▸ EXCERPT TO READ:

__________________________________________________

SANTA SOFIA, Marsilio, SANTA SOFIA, Galeazzo, PARISIENSIS, Richardus, DE GRADI, Antonio and BARZIZZA, Cristoforo.
ONE COPY RECORDED IN US
Opus aureum […] signa, causa et curas febriumLyon, n.p., 1517
4to, ff. (iv) 263 (xiii). Gothic letter, typographical ornaments, woodcut floriated initials. T-p in red, mostly light age browning, last two gatherings somewhat stained mainly to margins, minor repaired tear to blank outer margin of 5 ll. (just touching a few ms. marginalia), very small adhesion to two ll. affecting 4 words, some contemporary Latin marginalia. A good, well margined copy in contemporary Italian dark goatskin, covers blind and gilt ruled to a panel design, gilt ivy leaves to corners and ornated centrepiece, spine with raised bands, cross-hatched blind stamped decoration in compartments, spine and joints repaired, missing ties, a.e. black. C19 ms. ex libris ‘Ex Bibl: Casnacich’ to fly, faded purple autograph stamp to lower margin of t-p, early ink manuscript references to text.
A very good copy of this rare collection of treatises on fevers, their causes and treatment, one in its FIRST EDITION. This is the second and enlarged edition of the collection, by Michel de Capella (first 1514). The decoration of the fine contemporary Italian binding – elegant and simple, with a single gilt rule border, delicate blind lines and ‘aldine’ leaves to corners – is typical of the Venetian bindings of the period (see De Marinis II, pl. cccxxxiii). In particular, the style is close to Aldine bindings made by Andrea di Lorenzo, or “Mendoza Binder” (Venice, c. 1518-1555), and a similar example with black edges is recorded by Davis (The Henry Davis Gift n. 261).
The first two essays are by members of the renowned family of physicians ‘de Santa Sofia’, of Padua. Marsilio (c. 1338-1405), was the most illustrious: after graduating, he taught logic and medicine in Padua from 1367 to 1381; later, he became physician to Gian Galeazzo Visconti, first duke of Milan. He dedicated his life to teaching and writing medical commentaries. His ‘De febribus’, first published in 1507, deals with all the symptoms of fever and how to treat them, then presents a series of different types of fever, including tertian and quartan, and the ‘febris pestilentialis’, a term which often referred to plague. Interestingly, Marsilio worked in Venice in 1393, when an episode of plague broke out in the city. Galeazzo (d. 1427) was Marsilio’s nephew, who, after teaching medicine in Padova and Bologna, moved to Vienna as physician to Albert IV, duke of Austria. His treatise on fevers (first ed. 1514) is in two parts, the first concerns fever in general, how to treat acute fever, and it presents a series of ‘regimina’, or therapies to cure various symptoms; the second deals with the different fevers, including ‘febris pestilentialis’, ‘febris colericis’ and ‘febris flegmatice’.

__________________________________________________

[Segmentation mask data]
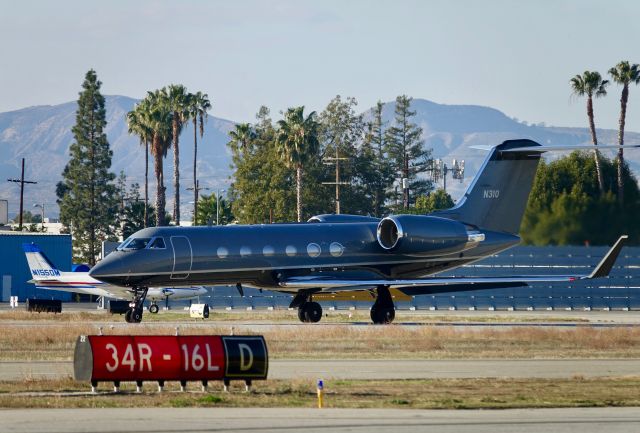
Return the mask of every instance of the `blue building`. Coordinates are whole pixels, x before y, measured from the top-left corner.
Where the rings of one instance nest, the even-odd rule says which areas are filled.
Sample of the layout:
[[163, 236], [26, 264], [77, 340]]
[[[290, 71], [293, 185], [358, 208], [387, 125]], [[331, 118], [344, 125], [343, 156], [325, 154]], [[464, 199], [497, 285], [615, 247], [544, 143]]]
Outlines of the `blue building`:
[[70, 301], [71, 293], [36, 289], [27, 283], [31, 272], [22, 244], [31, 242], [38, 244], [59, 270], [71, 271], [71, 235], [0, 231], [0, 301], [9, 302], [10, 296], [18, 296], [20, 302], [27, 298]]

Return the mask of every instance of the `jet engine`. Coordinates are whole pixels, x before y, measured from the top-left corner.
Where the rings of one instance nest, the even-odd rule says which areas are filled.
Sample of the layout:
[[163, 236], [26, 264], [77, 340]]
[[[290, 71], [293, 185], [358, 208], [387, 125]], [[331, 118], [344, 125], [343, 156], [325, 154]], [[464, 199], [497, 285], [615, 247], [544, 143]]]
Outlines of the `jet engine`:
[[386, 217], [376, 234], [385, 250], [421, 257], [459, 253], [484, 240], [484, 234], [468, 231], [458, 221], [423, 215]]

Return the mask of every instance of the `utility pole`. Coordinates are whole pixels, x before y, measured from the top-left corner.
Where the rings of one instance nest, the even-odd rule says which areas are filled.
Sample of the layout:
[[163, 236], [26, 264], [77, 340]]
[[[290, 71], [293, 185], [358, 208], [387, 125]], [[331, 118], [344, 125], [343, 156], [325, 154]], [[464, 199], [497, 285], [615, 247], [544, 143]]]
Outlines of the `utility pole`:
[[349, 158], [340, 158], [338, 153], [338, 146], [336, 145], [336, 156], [334, 158], [325, 158], [325, 164], [336, 165], [336, 181], [335, 182], [322, 182], [323, 185], [335, 185], [336, 186], [336, 215], [340, 215], [340, 185], [349, 185], [349, 182], [340, 182], [340, 161], [347, 161]]
[[202, 187], [200, 188], [200, 180], [196, 180], [196, 184], [194, 187], [187, 188], [188, 191], [194, 191], [193, 193], [193, 225], [196, 225], [196, 218], [198, 217], [198, 197], [200, 196], [200, 191], [208, 191], [209, 188]]
[[33, 182], [31, 180], [24, 180], [24, 158], [22, 158], [22, 174], [20, 175], [20, 179], [7, 179], [9, 182], [16, 182], [20, 184], [20, 223], [18, 224], [18, 230], [22, 231], [22, 211], [24, 205], [24, 184], [32, 183], [36, 184], [38, 182]]
[[464, 180], [464, 159], [458, 161], [453, 160], [453, 167], [449, 168], [447, 164], [441, 160], [436, 159], [431, 164], [431, 167], [427, 168], [427, 171], [431, 172], [431, 180], [439, 182], [442, 179], [442, 186], [444, 192], [447, 192], [447, 175], [451, 174], [451, 177], [462, 182]]
[[216, 225], [220, 225], [220, 193], [225, 192], [224, 189], [216, 188]]

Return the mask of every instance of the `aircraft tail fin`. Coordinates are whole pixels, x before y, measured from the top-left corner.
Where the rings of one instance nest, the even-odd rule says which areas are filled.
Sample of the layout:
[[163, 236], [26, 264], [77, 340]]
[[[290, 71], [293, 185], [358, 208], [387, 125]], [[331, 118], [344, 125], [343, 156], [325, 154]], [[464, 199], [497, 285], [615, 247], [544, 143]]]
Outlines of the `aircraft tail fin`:
[[34, 281], [50, 280], [51, 277], [59, 277], [60, 271], [42, 252], [40, 247], [35, 243], [22, 244], [27, 263]]
[[518, 234], [544, 152], [536, 150], [538, 146], [535, 141], [522, 139], [507, 140], [493, 147], [456, 206], [432, 215], [486, 230]]

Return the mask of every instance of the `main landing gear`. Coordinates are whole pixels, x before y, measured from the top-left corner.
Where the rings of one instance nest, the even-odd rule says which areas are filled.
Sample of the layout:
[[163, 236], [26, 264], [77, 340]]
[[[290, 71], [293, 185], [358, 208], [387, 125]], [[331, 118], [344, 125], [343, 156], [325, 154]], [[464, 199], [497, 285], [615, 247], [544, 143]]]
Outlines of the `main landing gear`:
[[312, 299], [313, 291], [301, 290], [289, 308], [298, 307], [298, 319], [303, 323], [317, 323], [322, 319], [322, 307]]
[[124, 314], [124, 320], [127, 323], [140, 323], [142, 322], [142, 312], [144, 310], [144, 300], [147, 297], [147, 287], [134, 287], [133, 288], [133, 302], [129, 304], [131, 308]]
[[322, 307], [317, 302], [305, 302], [298, 307], [298, 319], [304, 323], [317, 323], [322, 319]]
[[371, 307], [371, 321], [375, 324], [389, 324], [396, 317], [396, 307], [387, 286], [378, 286], [378, 296]]

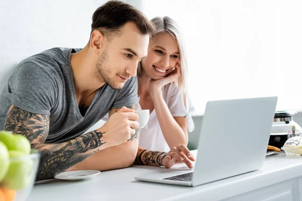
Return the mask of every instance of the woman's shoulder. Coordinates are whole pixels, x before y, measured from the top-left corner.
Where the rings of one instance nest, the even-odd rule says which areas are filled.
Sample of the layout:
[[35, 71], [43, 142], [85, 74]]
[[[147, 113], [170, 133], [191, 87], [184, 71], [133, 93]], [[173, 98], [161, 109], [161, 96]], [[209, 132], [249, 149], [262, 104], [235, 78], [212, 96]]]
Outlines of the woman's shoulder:
[[164, 92], [179, 92], [180, 89], [174, 83], [172, 82], [165, 85], [163, 88], [163, 91]]

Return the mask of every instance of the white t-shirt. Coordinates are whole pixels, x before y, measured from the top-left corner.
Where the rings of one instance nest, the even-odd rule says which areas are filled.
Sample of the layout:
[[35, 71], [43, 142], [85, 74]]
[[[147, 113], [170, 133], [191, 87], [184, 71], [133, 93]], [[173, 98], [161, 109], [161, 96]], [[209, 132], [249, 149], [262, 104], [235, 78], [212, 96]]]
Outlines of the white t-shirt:
[[[162, 91], [172, 116], [186, 117], [188, 130], [192, 132], [194, 127], [191, 114], [194, 109], [187, 93], [185, 107], [183, 93], [173, 83], [165, 86]], [[153, 151], [168, 152], [170, 150], [161, 129], [155, 109], [151, 112], [147, 124], [140, 130], [138, 146]]]

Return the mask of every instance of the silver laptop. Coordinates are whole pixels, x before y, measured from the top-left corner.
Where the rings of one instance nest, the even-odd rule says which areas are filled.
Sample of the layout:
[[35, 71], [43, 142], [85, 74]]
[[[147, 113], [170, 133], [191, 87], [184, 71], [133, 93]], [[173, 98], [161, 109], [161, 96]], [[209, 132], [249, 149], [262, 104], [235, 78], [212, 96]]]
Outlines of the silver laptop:
[[163, 169], [135, 179], [194, 186], [260, 169], [277, 100], [268, 97], [208, 102], [193, 170]]

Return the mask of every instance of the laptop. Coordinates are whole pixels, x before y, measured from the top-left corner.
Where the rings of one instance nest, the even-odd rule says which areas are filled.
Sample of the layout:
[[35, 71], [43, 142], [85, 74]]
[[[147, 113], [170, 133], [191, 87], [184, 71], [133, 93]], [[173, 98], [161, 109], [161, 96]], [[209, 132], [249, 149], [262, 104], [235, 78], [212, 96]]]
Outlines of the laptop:
[[164, 169], [137, 180], [195, 186], [263, 166], [277, 97], [207, 103], [193, 170]]

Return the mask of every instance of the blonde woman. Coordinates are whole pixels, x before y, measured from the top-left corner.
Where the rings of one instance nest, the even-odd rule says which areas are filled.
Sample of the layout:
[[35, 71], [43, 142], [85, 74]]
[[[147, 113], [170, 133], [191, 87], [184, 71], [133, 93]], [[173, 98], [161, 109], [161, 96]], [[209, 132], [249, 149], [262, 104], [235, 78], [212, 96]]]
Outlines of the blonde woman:
[[194, 130], [194, 109], [186, 90], [187, 57], [179, 28], [169, 17], [151, 21], [156, 34], [137, 68], [139, 104], [150, 111], [140, 131], [139, 152], [142, 147], [168, 152], [187, 145], [188, 131]]

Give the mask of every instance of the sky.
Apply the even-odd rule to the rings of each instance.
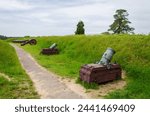
[[[72,35],[106,32],[117,9],[126,9],[135,33],[150,32],[150,0],[0,0],[0,35]]]

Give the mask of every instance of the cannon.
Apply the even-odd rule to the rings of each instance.
[[[88,83],[106,83],[121,78],[119,64],[111,63],[115,51],[108,48],[96,64],[86,64],[80,68],[80,79]]]
[[[13,40],[13,43],[21,43],[21,46],[24,46],[26,44],[30,44],[30,45],[36,45],[37,41],[36,39],[30,39],[30,40]]]
[[[57,47],[57,44],[56,43],[53,43],[49,48],[44,48],[42,49],[42,51],[40,52],[41,54],[44,54],[44,55],[54,55],[54,54],[58,54],[59,51],[58,49],[56,48]]]

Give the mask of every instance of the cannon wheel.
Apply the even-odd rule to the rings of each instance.
[[[36,45],[37,41],[35,39],[31,39],[29,43],[30,45]]]

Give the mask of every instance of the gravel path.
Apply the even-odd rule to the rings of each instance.
[[[68,88],[56,75],[41,67],[30,54],[11,44],[19,57],[19,60],[33,81],[35,88],[42,99],[82,99],[83,96]]]

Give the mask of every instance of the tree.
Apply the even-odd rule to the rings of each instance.
[[[75,34],[84,34],[85,30],[84,30],[84,23],[83,21],[79,21],[77,24],[77,29],[75,31]]]
[[[131,22],[128,20],[127,16],[129,16],[129,14],[126,10],[116,10],[116,14],[114,15],[115,20],[113,24],[109,26],[110,29],[108,29],[108,31],[113,31],[114,34],[133,34],[134,28],[129,26]]]

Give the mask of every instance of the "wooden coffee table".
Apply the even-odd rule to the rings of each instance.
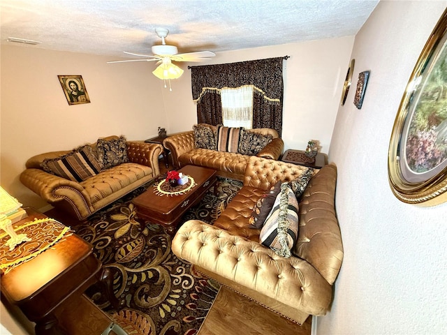
[[[171,235],[175,232],[183,214],[200,201],[217,181],[214,170],[186,165],[178,171],[191,177],[196,185],[184,193],[170,195],[157,194],[156,183],[132,200],[138,218],[162,225]]]

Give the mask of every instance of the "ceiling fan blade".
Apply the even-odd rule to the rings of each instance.
[[[177,54],[174,55],[177,61],[200,61],[192,59],[205,59],[208,57],[214,57],[216,54],[210,51],[198,51],[196,52],[187,52],[186,54]]]
[[[124,63],[126,61],[158,61],[159,59],[156,58],[154,58],[153,59],[128,59],[126,61],[108,61],[108,64],[110,64],[110,63]]]
[[[183,59],[181,58],[177,59],[175,58],[175,57],[170,57],[170,58],[173,61],[191,61],[191,62],[207,61],[210,59],[212,59],[212,58],[186,58]]]
[[[133,52],[128,52],[127,51],[124,51],[125,54],[131,54],[132,56],[138,56],[140,57],[150,57],[150,58],[157,58],[159,59],[158,56],[152,56],[150,54],[134,54]]]

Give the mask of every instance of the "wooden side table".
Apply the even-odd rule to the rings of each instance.
[[[13,226],[47,218],[36,209],[25,209],[28,217]],[[1,273],[2,297],[20,307],[30,321],[36,322],[36,335],[65,334],[58,326],[55,310],[97,282],[108,288],[108,298],[114,307],[119,308],[112,291],[110,270],[103,268],[92,249],[89,243],[75,234],[66,235],[30,260]]]
[[[169,149],[165,148],[165,146],[163,145],[163,141],[168,138],[169,136],[157,136],[156,137],[149,138],[149,140],[146,140],[145,142],[146,143],[157,143],[159,144],[161,144],[163,147],[163,159],[165,161],[165,165],[166,168],[169,167]]]
[[[328,155],[318,152],[315,157],[315,161],[312,161],[305,155],[304,150],[288,149],[282,155],[281,160],[286,163],[292,163],[298,165],[308,166],[315,169],[321,169],[328,164]]]

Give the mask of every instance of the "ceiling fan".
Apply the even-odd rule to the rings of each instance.
[[[153,45],[151,48],[153,55],[135,54],[124,51],[125,54],[137,56],[139,57],[147,57],[140,59],[127,59],[124,61],[111,61],[108,63],[124,63],[128,61],[157,61],[159,66],[152,71],[156,77],[165,80],[165,87],[166,87],[166,80],[169,80],[170,90],[170,80],[180,77],[183,74],[183,70],[172,63],[174,61],[205,61],[211,59],[216,54],[210,51],[198,51],[196,52],[188,52],[179,54],[177,47],[168,45],[165,41],[165,38],[169,34],[169,30],[166,28],[156,28],[155,32],[161,38],[161,45]]]

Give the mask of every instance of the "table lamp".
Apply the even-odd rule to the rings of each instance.
[[[22,204],[17,199],[10,196],[0,186],[0,229],[6,232],[10,237],[6,241],[10,251],[22,242],[31,241],[26,234],[17,234],[13,228],[11,218],[17,218],[17,213],[24,211],[20,208]]]

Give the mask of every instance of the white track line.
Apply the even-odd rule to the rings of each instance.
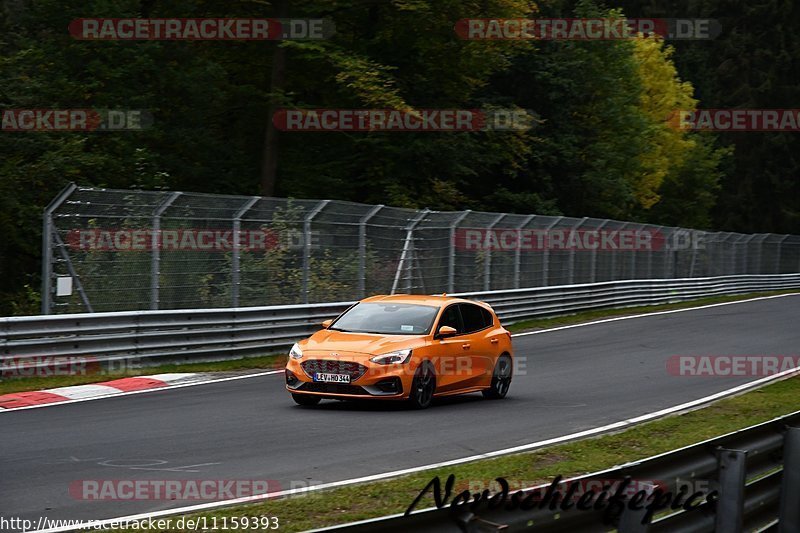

__________________________________________________

▸ TASKS TO PERFORM:
(a) According to the catalog entry, which features of the binding's decoration make it typical of Venetian bindings of the period?
(b) Using the catalog entry, mark each statement yes or no, and quote the words that decide it.
(i) The 1517 printing is the first edition of the collection.
(ii) Galeazzo was Marsilio's nephew.
(iii) The copy still has its ties.
(c) Answer from the catalog entry:
(i) Where and in what year was the volume printed?
(ii) Whom did Marsilio serve as physician after teaching in Padua?
(iii) What ex libris inscription is written on the fly?

▸ RESPONSES:
(a) The decoration is elegant and simple, with a single gilt rule border, delicate blind lines and "aldine" leaves at the corners, which the catalog entry calls typical of the Venetian bindings of the period.

(b)
(i) No: "This is the second and enlarged edition of the collection, by Michel de Capella (first 1514)."
(ii) Yes: "Galeazzo (d. 1427) was Marsilio’s nephew"
(iii) No: "missing ties"

(c)
(i) Lyon, 1517.
(ii) Gian Galeazzo Visconti, first duke of Milan.
(iii) "Ex Bibl: Casnacich" (a 19th-century manuscript inscription).